(Supplied records)

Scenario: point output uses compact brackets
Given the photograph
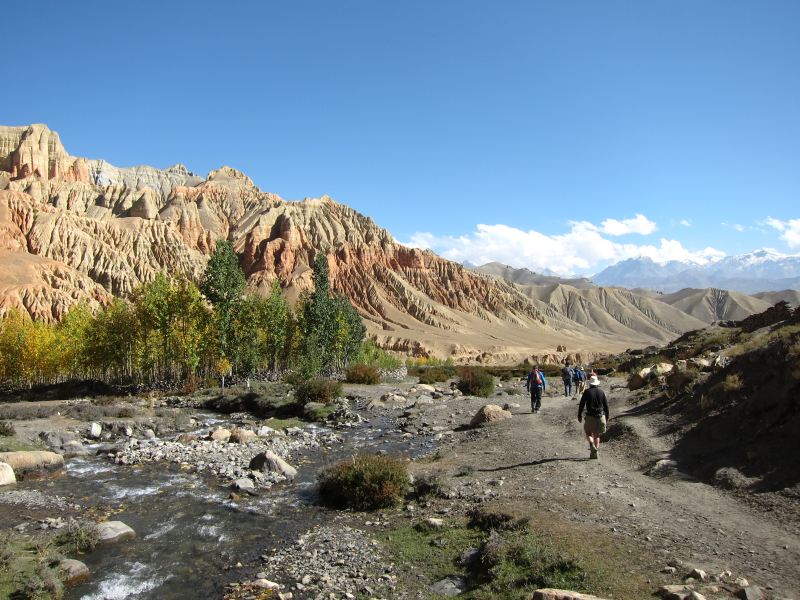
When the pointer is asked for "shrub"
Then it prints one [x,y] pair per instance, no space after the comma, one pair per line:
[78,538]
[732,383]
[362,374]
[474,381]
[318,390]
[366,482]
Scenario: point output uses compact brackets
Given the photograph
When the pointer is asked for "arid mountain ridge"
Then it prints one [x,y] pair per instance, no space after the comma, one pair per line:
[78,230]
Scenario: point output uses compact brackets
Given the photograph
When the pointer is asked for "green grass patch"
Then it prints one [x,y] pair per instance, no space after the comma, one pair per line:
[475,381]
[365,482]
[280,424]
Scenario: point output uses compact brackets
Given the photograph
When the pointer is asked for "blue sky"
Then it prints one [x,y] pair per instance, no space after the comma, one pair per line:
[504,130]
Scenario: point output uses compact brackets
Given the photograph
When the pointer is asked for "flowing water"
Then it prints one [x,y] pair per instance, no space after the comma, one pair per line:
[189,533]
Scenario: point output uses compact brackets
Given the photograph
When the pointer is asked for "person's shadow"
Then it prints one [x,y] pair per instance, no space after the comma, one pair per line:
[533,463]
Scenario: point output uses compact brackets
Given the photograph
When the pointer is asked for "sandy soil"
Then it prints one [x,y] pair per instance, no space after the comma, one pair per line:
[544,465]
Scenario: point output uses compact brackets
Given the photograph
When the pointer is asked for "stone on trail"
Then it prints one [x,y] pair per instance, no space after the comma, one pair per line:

(End Supplied records)

● **Problem description**
Would you please repeat each record exactly? Leave the pictures out.

● **Task solution**
Scenario: point output uses compact brackets
Given the photograph
When the pointer is asked for "shrub"
Then it prints one [x,y] pair per instance, no space after the comma, one pair per line:
[78,538]
[732,383]
[362,374]
[474,381]
[318,390]
[366,482]
Scenario: point output uses compact brackets
Given the photograph
When the pointer is asked for "arid mountain ridge"
Then it prints one [x,y] pair per instance, no space after the comma, one pair per line:
[78,230]
Scenario: point output uses compact brackets
Given the photograph
When the pointer is asked for "green grass patch"
Then it prints one [x,y] pair per instance, no space after the comma, one pair per line:
[475,381]
[365,482]
[280,424]
Scenario: point output uses compact brackets
Given the photograph
When the pointer is asked for "blue sky"
Then it prints one [x,y] pair per instance, no space after the comma, one pair per line:
[504,130]
Scenario: point output uses compact brackets
Given the photograph
When the pointer is asked for "flowing water"
Then it prints one [x,y] pair per instance, no space after the comma, one pair per line:
[189,533]
Scenario: point output uses compact brackets
Given the photograph
When the pointer is asked for "person's shadow"
Then it prints one [x,y] pair per instance, no space after the comma, one pair per line:
[533,463]
Scenario: point output uses compact brackets
Given the photograph
When the pointer is asked for "sandy soil"
Then it prints one [x,y] pair per instance, no space after the comma, one pair per line:
[544,465]
Scenario: point output uses compact brackets
Given the photograph
When the pointer is asked for "stone on trail"
Then it prints one [x,y] pair per instance, no space after the comma, one pair per line:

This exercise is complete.